GIVEN TEXT |
--- start ---
The fuzzy set centroid can be calculated to obtain the estimated ground PM2.5 concentration:

$$R=\sum _{z\in w}(\frac{{r}_{ijk}}{{w}_{k}})$$
(8)

where \(W=\{{w}_{k}|k=1,2,\ldots s\}\) and \({r}_{ijk}\) can be given by Equation (7), in which \(i=1,2,\ldots m\) and \(j=1,2,\ldots t\).

To smooth PM2.5 concentration variations in the information diffusion algorithm results, we constructed a buffer up to 100 km long (this was verified as the maximum distance over which the interpolation method could generate a better result than remote-sensing based methods18) in each segmented region to increase the number of sample points in each region.

Inverse Distance Weighted algorithm

The Inverse Distance Weighted algorithm is based on the proximity-similarity principle, i.e., the closer two objects are to one another, the more similar their properties, and the further they are from one another, the more different their properties. The algorithm assumes that the impact of unknown points on to-be-estimated points diminishes as the distance increases. The general formula of the interpolation algorithm is as follows:

$$\hat{Z}({S}_{0})=\sum _{i=1}^{N}{\lambda }_{i}Z({S}_{i})$$
(9)

where \(\hat{Z}({S}_{0})\) is the estimated value of the to-be-estimated point \({S}_{0}\); \(N\) is the number of sample points around the to-be-estimated points that are required in the estimation process;\({\lambda }_{i}\) is the weight of all sample points in the calculation process; and \(Z({S}_{i})\) is the sample value of \({S}_{i}\). The weight can be given by:

$${\lambda }_{i}={d}_{i0}^{-p}/\sum _{i=1}^{N}{d}_{i0}^{-p},\sum _{i=1}^{N}{\lambda }_{i}=1$$
(10)

where \(p\) is a parameter. The optimal value can be determined by acquiring the minimum value of the root-mean-square error (RMSE). In addition, the Inverse Distance Weighted algorithm was implemented by the land statistic module of ArcGIS10.2.

Ordinary Kriging interpolation

The Ordinary Kriging algorithm is the best linear unbiased prediction (BLUP) for to-be-estimated points based on the structured characteristics of sample points40. If the structured variable \(Z\) is not constant and the mathematical expectation is unknown, the Ordinary Kriging algorithm can be used for interpolation calculation. It is implemented as follows:

$${Z}^{\ast }({x}_{0})=\sum _{i=1}^{n}{\omega }_{i}Z({x}_{i})$$
(11)

where \(Z({x}_{i})\) represents the sample points of interpolated values around the to-be-estimated points; \({Z}^{\ast }({x}_{0})\) is the unbiased prediction (with a constant mathematical expectation) of \(Z({x}_{i})\); \({\omega }_{i}\) is the weight of the \({i}^{th}\) sample point, and \(\sum _{i=1}^{n}{\omega }_{i}=1\). When the Ordinary Kriging algorithm is used for calculation, data should first be verified by normal distribution verification and transformation, abnormal value verification and removal, and trend verification and removal, in order to improve the estimation accuracy. The Ordinary Kriging was also conducted in the land statistic module of ArcGIS10.2.
--- end ---
REQUEST 1 | From the passage on PM2.5 interpolation, reproduce verbatim the part that opens with the words containing "where \(p\) is" and closes with "by the land statistic module of ArcGIS10.2.".
REQUEST 2 |
Answer these from the passage on PM2.5 interpolation:
(a) How long a buffer was built in each segmented region?
(b) How is the optimal value of the parameter p determined?
(c) Where were the Inverse Distance Weighted and Ordinary Kriging algorithms implemented?
REQUEST 3 | According to the passage on PM2.5 interpolation, which verification steps should data go through before the Ordinary Kriging algorithm is used? List all of them.
The items that follow have no connection to the passage on PM2.5 interpolation.

SUPPLIED MATERIAL |
--- start ---
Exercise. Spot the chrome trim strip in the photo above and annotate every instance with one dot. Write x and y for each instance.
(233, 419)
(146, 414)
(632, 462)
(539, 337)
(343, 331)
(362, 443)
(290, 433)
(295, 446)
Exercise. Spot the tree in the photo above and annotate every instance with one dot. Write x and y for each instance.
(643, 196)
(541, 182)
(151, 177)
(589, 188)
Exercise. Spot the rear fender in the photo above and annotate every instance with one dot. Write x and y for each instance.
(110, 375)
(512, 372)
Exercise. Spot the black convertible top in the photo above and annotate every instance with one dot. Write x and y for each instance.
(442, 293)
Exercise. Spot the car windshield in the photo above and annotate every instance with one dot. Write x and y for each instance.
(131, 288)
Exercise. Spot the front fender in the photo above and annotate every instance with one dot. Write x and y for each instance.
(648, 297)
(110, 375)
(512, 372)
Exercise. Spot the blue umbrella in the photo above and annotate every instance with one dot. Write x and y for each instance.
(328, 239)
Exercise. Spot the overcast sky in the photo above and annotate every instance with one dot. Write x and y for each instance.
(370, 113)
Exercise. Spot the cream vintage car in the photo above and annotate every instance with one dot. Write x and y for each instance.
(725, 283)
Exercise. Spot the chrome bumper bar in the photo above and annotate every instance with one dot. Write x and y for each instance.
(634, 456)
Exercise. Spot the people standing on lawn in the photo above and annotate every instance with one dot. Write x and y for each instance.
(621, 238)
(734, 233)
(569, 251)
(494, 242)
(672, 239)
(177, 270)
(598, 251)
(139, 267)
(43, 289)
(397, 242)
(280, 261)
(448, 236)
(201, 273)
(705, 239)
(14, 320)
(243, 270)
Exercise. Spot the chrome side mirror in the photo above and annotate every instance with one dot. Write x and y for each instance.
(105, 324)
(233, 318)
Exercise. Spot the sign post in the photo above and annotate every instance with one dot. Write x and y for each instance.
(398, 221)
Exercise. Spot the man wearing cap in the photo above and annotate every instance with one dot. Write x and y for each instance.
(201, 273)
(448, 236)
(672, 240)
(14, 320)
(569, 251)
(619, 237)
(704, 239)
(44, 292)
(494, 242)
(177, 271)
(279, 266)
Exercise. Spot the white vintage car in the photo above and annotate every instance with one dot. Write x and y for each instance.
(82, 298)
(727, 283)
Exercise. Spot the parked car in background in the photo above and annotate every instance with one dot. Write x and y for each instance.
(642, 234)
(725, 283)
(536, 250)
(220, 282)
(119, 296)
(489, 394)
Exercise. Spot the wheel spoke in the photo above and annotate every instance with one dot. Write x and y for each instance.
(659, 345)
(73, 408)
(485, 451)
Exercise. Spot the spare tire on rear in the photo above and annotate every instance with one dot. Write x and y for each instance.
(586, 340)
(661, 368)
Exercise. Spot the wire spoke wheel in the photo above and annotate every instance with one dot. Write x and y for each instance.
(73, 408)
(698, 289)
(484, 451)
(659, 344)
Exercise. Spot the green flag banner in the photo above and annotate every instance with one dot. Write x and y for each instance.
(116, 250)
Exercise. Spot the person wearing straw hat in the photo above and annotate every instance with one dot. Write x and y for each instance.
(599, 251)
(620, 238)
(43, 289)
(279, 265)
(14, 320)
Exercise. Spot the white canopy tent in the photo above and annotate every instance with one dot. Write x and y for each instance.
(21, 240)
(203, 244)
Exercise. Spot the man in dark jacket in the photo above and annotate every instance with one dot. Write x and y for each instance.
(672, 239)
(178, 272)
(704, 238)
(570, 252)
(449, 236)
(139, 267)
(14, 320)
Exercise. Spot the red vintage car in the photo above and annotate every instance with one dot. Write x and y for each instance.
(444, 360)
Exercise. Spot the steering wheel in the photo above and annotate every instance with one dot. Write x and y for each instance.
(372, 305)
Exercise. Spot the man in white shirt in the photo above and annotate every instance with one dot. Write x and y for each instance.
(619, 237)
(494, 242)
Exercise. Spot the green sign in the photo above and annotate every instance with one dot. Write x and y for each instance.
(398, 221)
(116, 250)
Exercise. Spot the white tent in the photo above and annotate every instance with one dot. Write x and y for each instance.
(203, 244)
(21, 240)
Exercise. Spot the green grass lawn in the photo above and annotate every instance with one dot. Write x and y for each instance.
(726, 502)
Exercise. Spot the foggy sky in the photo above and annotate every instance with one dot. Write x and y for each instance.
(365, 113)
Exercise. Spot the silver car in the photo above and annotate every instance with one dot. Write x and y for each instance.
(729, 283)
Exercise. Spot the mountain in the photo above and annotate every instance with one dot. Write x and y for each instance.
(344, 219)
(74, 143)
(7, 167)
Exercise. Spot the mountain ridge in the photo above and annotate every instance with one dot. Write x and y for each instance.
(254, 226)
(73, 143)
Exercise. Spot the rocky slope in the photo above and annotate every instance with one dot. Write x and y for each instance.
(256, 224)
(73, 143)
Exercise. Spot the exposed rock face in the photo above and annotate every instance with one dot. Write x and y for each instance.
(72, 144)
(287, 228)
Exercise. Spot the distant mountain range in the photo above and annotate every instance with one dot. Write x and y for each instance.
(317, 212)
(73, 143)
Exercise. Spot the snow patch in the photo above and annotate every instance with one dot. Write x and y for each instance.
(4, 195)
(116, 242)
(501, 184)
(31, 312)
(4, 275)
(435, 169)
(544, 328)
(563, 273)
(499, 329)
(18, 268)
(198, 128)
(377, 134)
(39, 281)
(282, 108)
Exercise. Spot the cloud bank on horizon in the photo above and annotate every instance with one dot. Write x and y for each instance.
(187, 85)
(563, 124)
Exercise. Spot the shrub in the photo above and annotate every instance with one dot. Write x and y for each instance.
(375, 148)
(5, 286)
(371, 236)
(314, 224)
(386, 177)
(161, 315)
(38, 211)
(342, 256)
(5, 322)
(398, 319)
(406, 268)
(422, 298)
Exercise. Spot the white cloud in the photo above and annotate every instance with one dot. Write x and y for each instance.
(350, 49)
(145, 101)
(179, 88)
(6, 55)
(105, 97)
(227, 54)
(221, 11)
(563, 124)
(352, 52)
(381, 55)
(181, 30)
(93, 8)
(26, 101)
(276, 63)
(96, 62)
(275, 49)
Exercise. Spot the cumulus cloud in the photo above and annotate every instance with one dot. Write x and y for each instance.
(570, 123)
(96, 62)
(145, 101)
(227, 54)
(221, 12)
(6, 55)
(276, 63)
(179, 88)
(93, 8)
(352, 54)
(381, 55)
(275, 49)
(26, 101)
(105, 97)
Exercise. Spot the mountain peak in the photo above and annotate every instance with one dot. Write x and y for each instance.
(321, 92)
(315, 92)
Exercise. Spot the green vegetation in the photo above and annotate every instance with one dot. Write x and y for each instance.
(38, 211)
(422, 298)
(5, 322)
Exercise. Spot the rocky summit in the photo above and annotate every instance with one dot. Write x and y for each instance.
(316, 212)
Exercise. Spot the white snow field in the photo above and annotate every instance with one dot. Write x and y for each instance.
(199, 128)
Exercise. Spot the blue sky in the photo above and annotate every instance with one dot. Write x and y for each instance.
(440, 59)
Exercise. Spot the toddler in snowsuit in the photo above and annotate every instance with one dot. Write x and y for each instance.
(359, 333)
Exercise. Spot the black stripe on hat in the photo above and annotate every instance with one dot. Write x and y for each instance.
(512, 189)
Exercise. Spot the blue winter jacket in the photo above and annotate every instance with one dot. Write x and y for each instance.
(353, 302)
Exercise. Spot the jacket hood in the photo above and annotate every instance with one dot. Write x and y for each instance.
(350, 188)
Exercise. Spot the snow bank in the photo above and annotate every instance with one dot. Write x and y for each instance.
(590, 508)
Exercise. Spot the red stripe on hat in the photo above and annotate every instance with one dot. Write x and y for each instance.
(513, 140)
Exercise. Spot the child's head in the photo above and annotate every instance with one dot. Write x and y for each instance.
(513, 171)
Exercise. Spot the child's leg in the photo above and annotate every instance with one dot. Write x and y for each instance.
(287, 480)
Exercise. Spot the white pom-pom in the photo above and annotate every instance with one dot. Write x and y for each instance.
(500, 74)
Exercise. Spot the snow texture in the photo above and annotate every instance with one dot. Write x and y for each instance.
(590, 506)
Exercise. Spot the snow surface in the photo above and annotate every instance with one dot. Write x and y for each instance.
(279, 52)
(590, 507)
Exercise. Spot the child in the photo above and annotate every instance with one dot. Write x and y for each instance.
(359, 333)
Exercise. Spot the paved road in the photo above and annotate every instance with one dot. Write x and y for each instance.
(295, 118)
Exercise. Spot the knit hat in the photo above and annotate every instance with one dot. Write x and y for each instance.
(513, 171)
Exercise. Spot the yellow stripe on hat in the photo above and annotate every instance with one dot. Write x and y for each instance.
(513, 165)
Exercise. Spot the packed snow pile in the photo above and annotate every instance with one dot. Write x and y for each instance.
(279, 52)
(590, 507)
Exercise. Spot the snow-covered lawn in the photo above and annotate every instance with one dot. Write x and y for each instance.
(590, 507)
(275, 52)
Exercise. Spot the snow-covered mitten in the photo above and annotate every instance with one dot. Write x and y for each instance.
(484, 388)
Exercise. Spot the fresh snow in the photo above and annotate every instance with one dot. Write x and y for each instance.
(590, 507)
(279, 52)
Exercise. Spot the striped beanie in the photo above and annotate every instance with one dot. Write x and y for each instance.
--- end ---
EXPECTED OUTPUT 1 |
where \(p\) is a parameter. The optimal value can be determined by acquiring the minimum value of the root-mean-square error (RMSE). In addition, the Inverse Distance Weighted algorithm was implemented by the land statistic module of ArcGIS10.2.

EXPECTED OUTPUT 2 |
(a) Up to 100 km long.
(b) By acquiring the minimum value of the root-mean-square error (RMSE).
(c) In the land statistic module of ArcGIS10.2.

EXPECTED OUTPUT 3 |
- Normal distribution verification and transformation
- Abnormal value verification and removal
- Trend verification and removal